REQUIRED WORK: Extract each line of the data below and reproduce all of it verbatim, without changing anything.

DATA LINES:
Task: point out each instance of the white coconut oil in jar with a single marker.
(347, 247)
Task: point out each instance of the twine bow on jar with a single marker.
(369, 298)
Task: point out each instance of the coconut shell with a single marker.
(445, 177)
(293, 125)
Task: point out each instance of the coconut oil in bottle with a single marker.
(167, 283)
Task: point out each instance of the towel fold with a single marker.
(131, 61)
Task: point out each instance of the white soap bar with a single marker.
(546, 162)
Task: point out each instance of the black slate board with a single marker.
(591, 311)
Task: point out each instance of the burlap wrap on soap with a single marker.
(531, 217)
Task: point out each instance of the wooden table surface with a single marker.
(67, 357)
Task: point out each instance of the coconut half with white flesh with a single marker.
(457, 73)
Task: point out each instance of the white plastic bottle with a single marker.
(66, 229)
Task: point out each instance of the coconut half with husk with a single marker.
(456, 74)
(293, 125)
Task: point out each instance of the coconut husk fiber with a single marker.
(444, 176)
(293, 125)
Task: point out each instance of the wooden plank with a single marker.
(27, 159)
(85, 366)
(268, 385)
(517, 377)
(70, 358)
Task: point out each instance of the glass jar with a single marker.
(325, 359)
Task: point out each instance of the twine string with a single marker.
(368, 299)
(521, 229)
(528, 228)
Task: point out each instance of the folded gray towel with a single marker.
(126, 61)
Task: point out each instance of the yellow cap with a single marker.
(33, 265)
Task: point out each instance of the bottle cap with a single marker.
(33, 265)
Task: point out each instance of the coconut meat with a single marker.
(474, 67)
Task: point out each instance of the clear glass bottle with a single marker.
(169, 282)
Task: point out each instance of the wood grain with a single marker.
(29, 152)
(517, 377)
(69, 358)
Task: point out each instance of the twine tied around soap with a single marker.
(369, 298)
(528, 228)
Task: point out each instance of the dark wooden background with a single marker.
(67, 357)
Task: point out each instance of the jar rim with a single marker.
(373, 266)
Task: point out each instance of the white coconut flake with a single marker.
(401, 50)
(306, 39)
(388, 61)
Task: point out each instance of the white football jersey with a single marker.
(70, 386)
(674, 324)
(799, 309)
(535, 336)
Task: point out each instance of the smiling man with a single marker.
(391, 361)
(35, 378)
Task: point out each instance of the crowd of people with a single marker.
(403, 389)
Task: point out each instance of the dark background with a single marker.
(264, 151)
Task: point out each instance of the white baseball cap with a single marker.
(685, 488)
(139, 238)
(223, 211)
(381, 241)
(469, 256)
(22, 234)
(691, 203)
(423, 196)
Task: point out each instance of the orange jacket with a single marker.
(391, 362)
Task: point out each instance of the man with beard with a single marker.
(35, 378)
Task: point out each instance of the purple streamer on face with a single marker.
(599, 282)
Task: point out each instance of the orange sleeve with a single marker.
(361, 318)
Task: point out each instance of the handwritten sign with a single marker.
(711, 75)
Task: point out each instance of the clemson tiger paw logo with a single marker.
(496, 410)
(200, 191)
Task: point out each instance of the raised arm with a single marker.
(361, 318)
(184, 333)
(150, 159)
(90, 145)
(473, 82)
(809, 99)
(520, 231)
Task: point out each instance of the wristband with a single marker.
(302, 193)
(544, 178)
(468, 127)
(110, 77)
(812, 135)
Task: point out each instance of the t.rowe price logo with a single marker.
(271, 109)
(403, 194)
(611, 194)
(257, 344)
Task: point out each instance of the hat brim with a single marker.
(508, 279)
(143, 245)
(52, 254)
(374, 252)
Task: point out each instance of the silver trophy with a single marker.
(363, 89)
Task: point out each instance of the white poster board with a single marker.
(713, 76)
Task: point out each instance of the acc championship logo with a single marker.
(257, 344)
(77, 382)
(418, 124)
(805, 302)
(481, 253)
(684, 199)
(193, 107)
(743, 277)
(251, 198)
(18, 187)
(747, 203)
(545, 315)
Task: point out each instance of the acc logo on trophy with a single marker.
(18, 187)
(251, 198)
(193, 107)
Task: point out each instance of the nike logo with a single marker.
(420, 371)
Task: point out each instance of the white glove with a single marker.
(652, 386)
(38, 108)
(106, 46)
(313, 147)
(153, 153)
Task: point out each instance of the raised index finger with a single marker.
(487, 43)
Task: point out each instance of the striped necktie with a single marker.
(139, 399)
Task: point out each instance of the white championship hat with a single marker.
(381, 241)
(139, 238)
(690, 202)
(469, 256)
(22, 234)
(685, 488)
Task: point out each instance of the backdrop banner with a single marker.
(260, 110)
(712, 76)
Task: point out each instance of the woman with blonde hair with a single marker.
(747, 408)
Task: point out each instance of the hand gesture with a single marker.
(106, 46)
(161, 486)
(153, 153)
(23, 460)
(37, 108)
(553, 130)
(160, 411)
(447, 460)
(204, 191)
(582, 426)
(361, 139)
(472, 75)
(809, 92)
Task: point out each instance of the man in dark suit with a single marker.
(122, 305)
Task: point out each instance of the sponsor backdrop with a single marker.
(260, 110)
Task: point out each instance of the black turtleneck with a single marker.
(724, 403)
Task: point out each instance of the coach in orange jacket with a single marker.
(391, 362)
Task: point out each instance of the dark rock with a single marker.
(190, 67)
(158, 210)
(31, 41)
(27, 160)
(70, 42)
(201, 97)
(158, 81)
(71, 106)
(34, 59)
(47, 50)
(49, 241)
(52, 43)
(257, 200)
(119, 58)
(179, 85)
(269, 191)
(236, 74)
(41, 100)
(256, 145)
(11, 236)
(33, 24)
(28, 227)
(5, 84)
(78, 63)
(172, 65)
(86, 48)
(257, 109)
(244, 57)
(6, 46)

TASK OUTPUT:
Task: point out each instance of the white coconut oil in jar with a single marker.
(347, 247)
Task: point out each instance of the twine bow on jar with a single marker.
(369, 298)
Task: point out each instance of the coconut shell with a single marker.
(445, 177)
(293, 125)
Task: point out each instance of the coconut oil in bottle with a single marker.
(167, 283)
Task: point out each instance of the towel fold with a single marker.
(131, 61)
Task: point out each instance of the white soap bar with a single marker.
(546, 162)
Task: point out each instance of the black slate board with a single marker.
(591, 311)
Task: point out each instance of the burlap wrap on soap with a single marker.
(531, 217)
Task: point out each instance of the wooden table surface with a single marker.
(67, 357)
Task: point out each instance of the coconut half with white flesh with a single marker.
(457, 73)
Task: point out each instance of the white plastic bottle with a single marker.
(66, 229)
Task: point out each instance of the coconut half with husk with a single marker.
(456, 74)
(293, 125)
Task: point out each instance of the coconut husk fiber with a single marker.
(444, 176)
(293, 125)
Task: point out each instance of the wooden plank with a single marker.
(27, 159)
(85, 366)
(268, 385)
(517, 377)
(70, 358)
Task: point out each instance of the glass jar with a single marker.
(325, 359)
Task: point out each instance of the twine string with a single marker.
(368, 299)
(521, 229)
(528, 228)
Task: point out each instance of the folded gray towel with a single marker.
(126, 61)
Task: point out each instance of the yellow cap with a single marker.
(33, 265)
Task: point out each instance of the bottle cap with a single marker.
(33, 265)
Task: point out each instance of the coconut meat with a single marker.
(474, 67)
Task: point out each instance of the clear glass bottle with a single marker.
(169, 282)
Task: point out each instance of the wood grain with a single marker.
(29, 152)
(517, 377)
(69, 358)
Task: point out each instance of the twine tied around soap with a single marker.
(369, 298)
(528, 228)
Task: point out each instance of the dark wooden background with a single marker.
(67, 357)
Task: point out each instance of the jar rim with a single marker.
(373, 266)
Task: point out each instance of the white coconut flake with a single marker.
(401, 50)
(306, 39)
(388, 61)
Task: point out each instance of the white football jersey with a single marker.
(70, 386)
(674, 324)
(799, 309)
(535, 336)
Task: point out each instance of the smiling man with a single marker.
(391, 361)
(35, 378)
Task: point out each instance of the crowd of people with a single marker.
(403, 389)
Task: point out each instance of the dark background with a single marker.
(264, 151)
Task: point out each instance of the white baseball cap with a single marker.
(685, 488)
(139, 238)
(223, 211)
(381, 241)
(469, 256)
(22, 234)
(691, 203)
(423, 196)
Task: point out each instance of the orange jacket with a single marker.
(391, 362)
Task: point out each instance of the man with beard with a single marker.
(35, 378)
Task: point out each instance of the purple streamer on face with a single marker.
(599, 282)
Task: point out each instance of the orange sleeve with a single marker.
(361, 318)
Task: point out each instance of the handwritten sign with a single marker.
(711, 75)
Task: point out each instance of the clemson tiger paw logo with a single marker.
(496, 410)
(200, 191)
Task: point out each instance of the raised arm with a single marker.
(361, 318)
(184, 333)
(150, 159)
(90, 145)
(473, 82)
(809, 99)
(520, 231)
Task: point out each instance of the wristband with a single marker.
(302, 193)
(544, 178)
(468, 127)
(110, 77)
(812, 135)
Task: point out each instance of the t.rowe price logo with a single marker.
(271, 109)
(403, 194)
(611, 194)
(257, 344)
Task: point out each instance of the hat brim with a single marker.
(508, 279)
(143, 245)
(52, 254)
(374, 252)
Task: point out each instance of the silver trophy with a single marker.
(363, 89)
Task: point out each instance of the white poster board with a single marker.
(713, 76)
Task: point out each instance of the acc championship logo with a single marker.
(257, 344)
(77, 382)
(418, 124)
(805, 302)
(481, 253)
(684, 199)
(193, 107)
(743, 277)
(251, 198)
(18, 187)
(747, 203)
(545, 315)
Task: point out each instance of the acc logo on trophy with a single marker.
(18, 187)
(251, 198)
(193, 107)
Task: point out each instance of the nike logo with a single marker.
(420, 371)
Task: point out each instance of the white glove with a single marker.
(652, 386)
(38, 108)
(106, 46)
(313, 147)
(153, 153)
Task: point out each instance of the raised index finger with a single marker.
(487, 43)
Task: point out each instance of the striped necktie with a single marker.
(139, 399)
Task: point out each instance of the white championship hat with a single marker.
(381, 241)
(139, 238)
(690, 202)
(469, 256)
(22, 234)
(685, 488)
Task: point out each instance of the backdrop banner with a single marker.
(260, 110)
(712, 76)
Task: point out each instance of the woman with blonde hair with a single marker.
(747, 408)
Task: point out each instance of the hand gesture with a single marker.
(106, 46)
(161, 486)
(153, 153)
(23, 460)
(37, 108)
(553, 130)
(160, 411)
(447, 460)
(204, 191)
(582, 426)
(361, 139)
(472, 75)
(809, 92)
Task: point out each instance of the man in dark suit with a single marker.
(122, 305)
Task: point out each instance of the sponsor backdrop with a single marker.
(260, 110)
Task: point out each instance of the black turtleneck with a single marker.
(724, 403)
Task: point out each instance of the coach in orange jacket with a single marker.
(391, 362)
Task: point out each instance of the dark rock with a single marker.
(190, 67)
(158, 210)
(31, 41)
(27, 160)
(70, 42)
(201, 97)
(158, 81)
(71, 106)
(34, 59)
(47, 50)
(49, 241)
(52, 43)
(257, 200)
(119, 58)
(179, 85)
(269, 191)
(236, 74)
(41, 100)
(256, 145)
(11, 236)
(33, 24)
(28, 227)
(5, 84)
(78, 63)
(172, 65)
(86, 48)
(257, 109)
(244, 57)
(6, 46)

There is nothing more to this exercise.